Problem to work on:
Exact wording is required: give all the records again, minus the pictures.

[Natural language region descriptions]
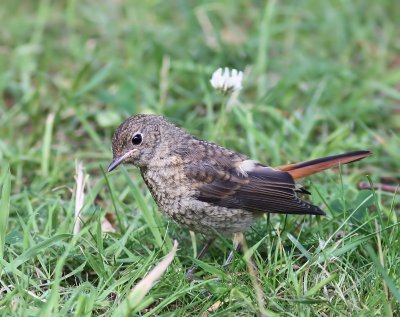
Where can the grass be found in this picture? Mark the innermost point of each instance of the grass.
(320, 78)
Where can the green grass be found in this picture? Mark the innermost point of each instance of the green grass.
(322, 77)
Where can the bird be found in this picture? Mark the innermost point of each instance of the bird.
(208, 188)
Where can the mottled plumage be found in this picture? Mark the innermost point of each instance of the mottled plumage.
(206, 187)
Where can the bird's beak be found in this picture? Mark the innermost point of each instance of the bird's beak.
(119, 160)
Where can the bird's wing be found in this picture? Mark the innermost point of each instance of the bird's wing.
(257, 188)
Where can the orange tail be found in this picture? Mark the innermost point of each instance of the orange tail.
(303, 169)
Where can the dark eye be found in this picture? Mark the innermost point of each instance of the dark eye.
(137, 139)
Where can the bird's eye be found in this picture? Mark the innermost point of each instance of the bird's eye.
(137, 139)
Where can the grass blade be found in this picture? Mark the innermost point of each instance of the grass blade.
(4, 206)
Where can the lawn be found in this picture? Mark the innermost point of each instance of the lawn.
(320, 78)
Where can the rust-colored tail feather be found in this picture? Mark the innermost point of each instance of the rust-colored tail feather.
(303, 169)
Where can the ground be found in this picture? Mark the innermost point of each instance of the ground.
(320, 78)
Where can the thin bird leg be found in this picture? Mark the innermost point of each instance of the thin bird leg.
(236, 246)
(193, 268)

Answer to the problem:
Where can the grass be found in this picture? Mark the innermost point of each instance of the grass.
(320, 78)
Where can the green grass be found in this picture? Mark the innermost point of each instance of the green grass.
(322, 77)
Where can the bird be found in this picture? Mark the innermost point of each instance of the bird.
(208, 188)
Where can the mottled plumage be found in this picture? Mark the innermost point of each instance of the mottled plumage.
(206, 187)
Where can the bird's beak be found in this picture? Mark the innermost point of each instance of the bird's beak.
(119, 160)
Where can the bird's wing be found in this picture? Mark the innermost point of each instance of the bird's wing.
(257, 188)
Where can the orange tail be found in this picture? Mark the innermost point of each instance of the orange tail.
(303, 169)
Where can the dark eye be found in this picture? Mark the innermost point of each instance of the dark eye.
(137, 139)
Where can the bird's eye be found in this picture? Mark the innermost point of each instance of the bird's eye.
(137, 139)
Where can the grass blade be found in this picture? Mark the innermost point of each instance of the grass blade.
(4, 206)
Where can the lawn be found in this picture? Mark the innermost point of each instance of the lawn.
(320, 78)
Where can the rust-colored tail feather be found in this picture? Mark the innermost point of each instance of the rust-colored tail feather.
(303, 169)
Where can the ground be found in this picture? Mark the innermost point of each instance of the ground.
(320, 78)
Where can the thin bird leg be found in this picture? Mark the innermost point of each instance of the thin bird leg.
(236, 246)
(193, 268)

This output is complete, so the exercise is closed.